Print exactly the lines below between the line holding "Each <instance> lists" and the line holding "positive clicks: (351, 24) (305, 35) (33, 1)", inclusive, and nothing more.

Supplied data

══════════

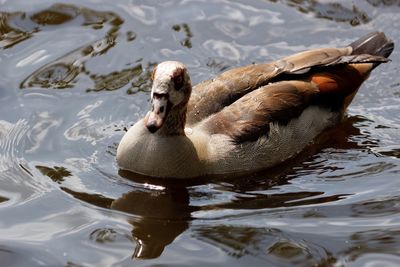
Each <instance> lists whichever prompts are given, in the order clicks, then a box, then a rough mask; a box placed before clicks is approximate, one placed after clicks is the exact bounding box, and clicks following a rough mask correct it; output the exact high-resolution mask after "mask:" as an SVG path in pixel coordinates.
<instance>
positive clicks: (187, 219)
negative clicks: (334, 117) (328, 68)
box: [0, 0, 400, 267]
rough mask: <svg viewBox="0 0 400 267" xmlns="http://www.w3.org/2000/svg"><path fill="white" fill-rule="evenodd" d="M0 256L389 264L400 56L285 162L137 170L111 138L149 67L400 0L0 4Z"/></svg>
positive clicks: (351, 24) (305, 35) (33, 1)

══════════

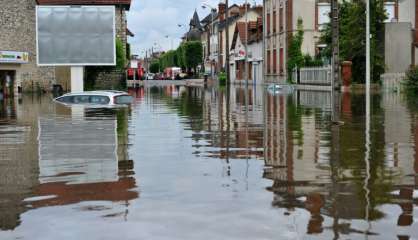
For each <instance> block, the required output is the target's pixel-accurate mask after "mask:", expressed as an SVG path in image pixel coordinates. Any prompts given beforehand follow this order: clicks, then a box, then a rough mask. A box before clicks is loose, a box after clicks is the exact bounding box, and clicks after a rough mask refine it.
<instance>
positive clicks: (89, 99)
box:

══════════

Answer for the task
Each <instance> lists whichever prompts are given, in the order clicks, then a box, then a rough mask; a box placed before clicks is approximate, one placed after clicks is the exact bounding box, and clicks following a rough mask correct it; output the exact high-resolution mask after "mask:" as an SVG path in pixel coordinates.
<instance>
positive clicks: (187, 219)
negative clicks: (334, 117) (328, 68)
box: [0, 0, 400, 267]
rough mask: <svg viewBox="0 0 400 267" xmlns="http://www.w3.org/2000/svg"><path fill="white" fill-rule="evenodd" d="M0 256L389 264L400 56L285 162L137 170L111 138L149 67L400 0L0 4Z"/></svg>
positive clicks: (351, 24) (305, 35) (33, 1)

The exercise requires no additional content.